Work task 1 - Update the snow-melting forum thread in the part that opens with the words containing "I think it was" and closes with "French next time.", changing "Chinese" to "Russian" and leaving the rest the same.
Work task 2 - Please go on with the forum thread about the Snow Dragon snow melter from where it stops.

Excerpted text -
HAHAHA I kill me....maybe it's time to up my meds 
Maybe Snow Dragon should give David a call and see if he'll endorse their product. Now _*THAT*_ would be a good marketing strategy.


----------



## Mark Oomkes

JohnnyRoyale;594687 said:


> Frig, they're passing bylaws to prevent chlorinated pool water being pumped into sewers, I can see this getting real ugly if/when David Suzuki catches wind.


LMAO, yet they treat municipal water with chlorine to kill the bacteria and algae.

Why oh why do we elect and allow these idiots to run our countries??????? :realmad:


----------



## Neige

JohnnyRoyale;594687 said:


> Frig, they're passing bylaws to prevent chlorinated pool water being pumped into sewers, I can see this getting real ugly if/when David Suzuki catches wind.


Thanks Johnny, David probable has some kind of email alert every time his name pops up.
I can see him working on a story as we speak. But then again, he may see thats its better than what we have been doing all along. A lot of energy gets wasted hauling snow. Then there are the dumps that are re stacking the dumped snow, not to mention the high concentration of contaminants at these sites.



TCLA;594734 said:


> Pardon me, but won't the contaminants in the snow piles eventually make their way into the storms through their natural occurrence of melting? Maybe these units contaminate the snow further through it's process?!?


The answer is yes to part one and no to part two. The TreCan model will add contaminates because its fire to water, some nasty stuff gets produced. It also uses way more fuel to melt the same quantities of snow as Snow Dragon


TCLA;594737 said:


> [/COLOR]
> 
> Of course.......isn't this normally the case?


Yep, until they become desperate, then suddenly its a great idea. Its up to Snow Dragon to get the municipalities to ok the process.


----------



## JohnnyRoyale

To reach David Suzuki's office: contact his Executive Assistant Elois Yaxley via fax: (604) 730-9672


----------



## JohnnyRoyale

Thread's fixed-SnoDawg broke it! LOL


----------



## Neige

And I thought it was your fault Johnny, after you mentioned David Suzuki, the problems began.
SnoDawgs last post got deleted, and I never got to read Marks post.


----------



## SnoDawgs

JohnnyRoyale;596267 said:


> Thread's fixed-SnoDawg broke it! LOL


----------



## Mark Oomkes

Neige;596280 said:


> SnoDawgs last post got deleted, and I never got to read Marks post.


I think it was deleted because I didn't type it in Chinese. The censors didn't approve of it being in English.  

Just for grins, think I'll try French next time.


----------



## Neige

Une grand merci Marc, 

FONDOIRS DE NEIGE SNOW DRAGON®

Le Snow Dragon® lance une rÉvolution dans le mode d’enlÈvement de la neige. Ce matÉriel commercial de fusion de neige (brevets en instance) mettra fin À l’empilement de neige, mÊme dans les conditions les plus rudes.

Extracted material -
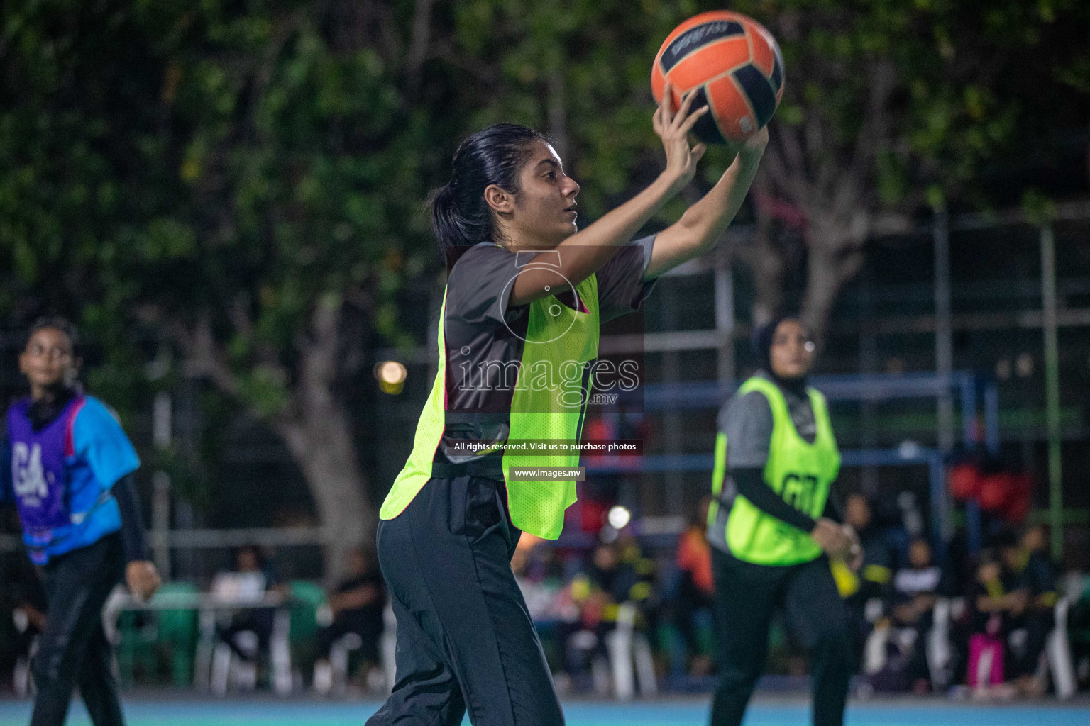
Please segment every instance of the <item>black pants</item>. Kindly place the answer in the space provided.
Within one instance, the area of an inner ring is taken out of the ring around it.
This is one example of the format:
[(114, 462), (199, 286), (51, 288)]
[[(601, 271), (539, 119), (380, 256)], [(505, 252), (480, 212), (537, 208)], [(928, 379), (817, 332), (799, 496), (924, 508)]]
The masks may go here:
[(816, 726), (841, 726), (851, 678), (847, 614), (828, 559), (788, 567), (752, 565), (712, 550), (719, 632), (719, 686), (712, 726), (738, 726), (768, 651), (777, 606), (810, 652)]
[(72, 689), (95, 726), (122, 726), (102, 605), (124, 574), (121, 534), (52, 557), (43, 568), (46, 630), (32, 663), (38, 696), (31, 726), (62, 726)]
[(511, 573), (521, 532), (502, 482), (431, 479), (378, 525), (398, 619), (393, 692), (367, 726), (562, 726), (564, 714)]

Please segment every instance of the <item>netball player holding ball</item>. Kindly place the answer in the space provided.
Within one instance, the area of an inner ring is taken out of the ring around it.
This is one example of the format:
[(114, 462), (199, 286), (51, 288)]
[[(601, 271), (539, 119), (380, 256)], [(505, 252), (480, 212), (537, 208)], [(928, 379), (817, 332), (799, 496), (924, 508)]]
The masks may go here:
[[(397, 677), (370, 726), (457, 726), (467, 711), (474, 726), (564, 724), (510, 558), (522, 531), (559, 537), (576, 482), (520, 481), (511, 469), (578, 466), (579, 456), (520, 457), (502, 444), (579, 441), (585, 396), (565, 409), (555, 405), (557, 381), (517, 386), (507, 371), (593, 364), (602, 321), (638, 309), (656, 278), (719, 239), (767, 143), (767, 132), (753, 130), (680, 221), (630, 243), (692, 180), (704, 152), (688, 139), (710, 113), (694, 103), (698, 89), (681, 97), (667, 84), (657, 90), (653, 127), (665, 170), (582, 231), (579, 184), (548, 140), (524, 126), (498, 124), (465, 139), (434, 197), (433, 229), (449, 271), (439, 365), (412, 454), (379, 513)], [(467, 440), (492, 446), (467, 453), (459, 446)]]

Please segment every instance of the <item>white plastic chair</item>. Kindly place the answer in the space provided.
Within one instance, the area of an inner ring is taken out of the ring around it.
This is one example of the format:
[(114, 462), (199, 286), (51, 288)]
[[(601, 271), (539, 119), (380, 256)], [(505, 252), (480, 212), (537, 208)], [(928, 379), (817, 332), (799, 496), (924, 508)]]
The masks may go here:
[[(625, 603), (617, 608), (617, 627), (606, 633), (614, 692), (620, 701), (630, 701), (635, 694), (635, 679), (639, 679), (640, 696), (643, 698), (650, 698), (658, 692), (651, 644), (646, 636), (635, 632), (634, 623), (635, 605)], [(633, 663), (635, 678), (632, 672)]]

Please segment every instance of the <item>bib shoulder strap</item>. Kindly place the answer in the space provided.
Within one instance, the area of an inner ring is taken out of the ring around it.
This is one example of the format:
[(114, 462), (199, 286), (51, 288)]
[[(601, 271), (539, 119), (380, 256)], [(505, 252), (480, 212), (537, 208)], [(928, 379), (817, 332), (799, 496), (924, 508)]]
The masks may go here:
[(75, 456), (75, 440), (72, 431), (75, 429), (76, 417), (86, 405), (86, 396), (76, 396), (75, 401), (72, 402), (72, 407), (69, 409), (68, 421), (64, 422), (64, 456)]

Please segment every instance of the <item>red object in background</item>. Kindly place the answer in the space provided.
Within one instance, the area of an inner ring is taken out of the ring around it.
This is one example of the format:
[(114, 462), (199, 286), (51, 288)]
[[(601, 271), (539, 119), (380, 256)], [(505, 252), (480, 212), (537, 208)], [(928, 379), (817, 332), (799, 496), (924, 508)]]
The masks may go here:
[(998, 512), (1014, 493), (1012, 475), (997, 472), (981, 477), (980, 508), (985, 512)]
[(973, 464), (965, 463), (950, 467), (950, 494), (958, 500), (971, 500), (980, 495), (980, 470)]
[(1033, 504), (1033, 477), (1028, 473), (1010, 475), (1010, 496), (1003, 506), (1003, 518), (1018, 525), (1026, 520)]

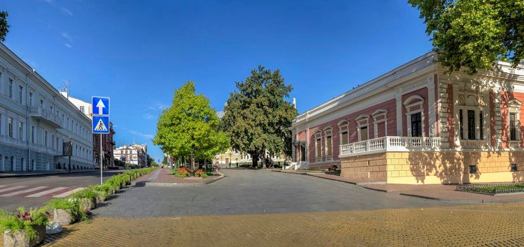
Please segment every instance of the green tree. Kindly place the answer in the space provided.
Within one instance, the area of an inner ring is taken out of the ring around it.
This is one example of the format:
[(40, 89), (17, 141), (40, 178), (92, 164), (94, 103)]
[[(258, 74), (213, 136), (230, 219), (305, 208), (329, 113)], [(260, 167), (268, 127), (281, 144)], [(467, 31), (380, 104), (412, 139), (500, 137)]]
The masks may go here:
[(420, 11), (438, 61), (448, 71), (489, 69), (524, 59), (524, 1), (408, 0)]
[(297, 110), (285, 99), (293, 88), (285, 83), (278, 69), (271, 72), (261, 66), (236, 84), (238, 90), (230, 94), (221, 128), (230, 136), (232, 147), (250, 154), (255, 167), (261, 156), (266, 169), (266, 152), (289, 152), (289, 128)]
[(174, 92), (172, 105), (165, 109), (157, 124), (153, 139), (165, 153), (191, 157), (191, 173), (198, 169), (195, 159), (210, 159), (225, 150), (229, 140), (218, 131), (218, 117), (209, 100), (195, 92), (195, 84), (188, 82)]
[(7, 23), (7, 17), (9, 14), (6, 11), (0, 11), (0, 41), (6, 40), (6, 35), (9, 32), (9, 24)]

Exercise response 1 -
I think it was deleted because I didn't type it in Russian. The censors didn't approve of it being in English.  

Just for grins, think I'll try French next time.

Exercise response 2 -
Ce produit, qui intÈgre les tous derniers progrÈs dans la technique des Échangeurs thermiques, prÉsente une solution Économiquement viable comparativement au processus trÈs coÛteux et nuisible pour l’environnement du roulage et du dÉplacement physiques de la neige. Maintenant en pleine production, les fondoirs de neige Snow Dragon® reprÉsentent une option rentable pour les entreprises de dÉneigement aussi bien que pour les responsables de l’organisation matÉrielle, les municipalitÉs et les exploitations aÉroportuaires.payup


LOL


----------



## SnoDawgs

Located a Snow Dragon sleeping in it's lair in Southwestern Ontario. I'll be meeting with the fellow on Monday to get some inside info. Any questions I should ask that we've not already talked about??


----------



## JohnnyRoyale

Production rates
True operating costs
Discharge issues
Any breakdowns
Any particular problems he's had
His hourly rate
Anything he wished he would have known BEFORE he made the investment


----------



## JohnnyRoyale

Where's the unit anyways?


----------



## SnoDawgs

JohnnyRoyale;596454 said:


> Where's the unit anyways?


I am sorry Sir, that is classified information that I am not at liberty to disclose...  I don't want to ruin the apparent shroud of secrecy of the Snow Dragon. But I will ask for permission to publisize it's where abouts. He seems like a nice enough fella....


----------



## SnoDawgs

JohnnyRoyale;596454 said:


> Where's the unit anyways?


He suspects true production rates of 8 to 10 tandems per hour.
His hourly rate he'd prefer not to disclose
Discharge issues are a concern, but is working to resolve those with additional filtration
The unit is in Guelph,Ontario Canada


----------



## JohnnyRoyale

What about operating costs? And any issues he had with the unit.


----------



## SnoDawgs

JohnnyRoyale;598417 said:


> What about operating costs? And any issues he had with the unit.


It seems to be a well designed unit. He's had it for about a month. Operating costs are unknown, but Neige's 300$/hr in fuel doesn't seem to be too far off the mark.


----------



## JohnnyRoyale

I thought Paul hasn't received his yet-maybe I'm wrong. So in other words, the guy you met hasnt used his unit either.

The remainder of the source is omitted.